### Estratto della fonte
'''

MUSICA
Stasera il quarantenne cantautore bolognese al Politeama Rossetti di Trieste
Carboni, o della semplicità
Dice: «I miei brani sono condivisibili a livello generazionale»
TRIESTE «Nelle canzoni del nuovo disco spero di essere
riuscito a mettere insieme tante cose: ironia, pensieri, sensazioni, brividi...
E poi la stellina che vedo la sera dalla finestra della mia cucina, le cose
che non mi piacciono, la voglia di ridere e il bisogno di piangere, la mia città,
lo schizzo di un autoritratto. E attraverso tutto questo, magari, un piccolo
pezzo della mia, anzi, della nostra storia».
La forza di Luca Carboni - il cui tour fa tappa stasera alle 21 al Politeama
Rossetti - è soprattutto la forza della semplicità, della normalità. In quasi
vent’anni di carriera («Intanto Dustin Hoffman non sbaglia un film», suo album
d’esordio, uscì nell’84), il cantautore bolognese ha sempre avuto un approccio,
diciamo così, minimalista nei confronti della canzone. Niente proclami, niente
slogan, niente grandi discorsi. Obbiettivo invece puntato sui sentimenti, sulle
piccole cose di tutti i giorni, su quella quotidianità da cui in ultima analisi
è composta la nostra vita.

'''

### Consegna 1
Secondo l'articolo su Luca Carboni, a che ora fa tappa il suo tour al Politeama Rossetti?
### Consegna 2
Indica se ciascuna affermazione concorda con l'articolo su Luca Carboni: (a) il suo album d'esordio uscì nel 1984; (b) il suo modo di scrivere canzoni punta su proclami e grandi discorsi; (c) Carboni è un cantautore triestino.
### Consegna 3
Ripeti fedelmente un passo dell'articolo su Luca Carboni: parti dalle parole "E poi la stellina" e fermati dopo le parole "la nostra vita.".

### Blocco dati
'''

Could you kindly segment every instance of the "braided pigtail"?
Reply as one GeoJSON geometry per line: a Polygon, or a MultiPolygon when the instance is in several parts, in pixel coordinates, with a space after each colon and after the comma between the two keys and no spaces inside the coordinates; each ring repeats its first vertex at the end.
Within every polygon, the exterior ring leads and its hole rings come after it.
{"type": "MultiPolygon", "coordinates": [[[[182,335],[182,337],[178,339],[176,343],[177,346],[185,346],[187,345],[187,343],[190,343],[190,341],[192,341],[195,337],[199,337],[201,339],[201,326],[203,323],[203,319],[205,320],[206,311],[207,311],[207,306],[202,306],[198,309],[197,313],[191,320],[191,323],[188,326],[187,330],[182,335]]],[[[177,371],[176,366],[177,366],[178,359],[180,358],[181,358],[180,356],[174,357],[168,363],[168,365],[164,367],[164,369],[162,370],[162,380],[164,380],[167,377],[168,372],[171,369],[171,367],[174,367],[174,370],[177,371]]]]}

'''

### Soluzione 1
Alle 21, stasera.

### Soluzione 2
(a) Sì: «suo album d’esordio, uscì nell’84».
(b) No: «Niente proclami, niente slogan, niente grandi discorsi».
(c) No: «il cantautore bolognese».

### Soluzione 3
E poi la stellina che vedo la sera dalla finestra della mia cucina, le cose
che non mi piacciono, la voglia di ridere e il bisogno di piangere, la mia città,
lo schizzo di un autoritratto. E attraverso tutto questo, magari, un piccolo
pezzo della mia, anzi, della nostra storia».
La forza di Luca Carboni - il cui tour fa tappa stasera alle 21 al Politeama
Rossetti - è soprattutto la forza della semplicità, della normalità. In quasi
vent’anni di carriera («Intanto Dustin Hoffman non sbaglia un film», suo album
d’esordio, uscì nell’84), il cantautore bolognese ha sempre avuto un approccio,
diciamo così, minimalista nei confronti della canzone. Niente proclami, niente
slogan, niente grandi discorsi. Obbiettivo invece puntato sui sentimenti, sulle
piccole cose di tutti i giorni, su quella quotidianità da cui in ultima analisi
è composta la nostra vita.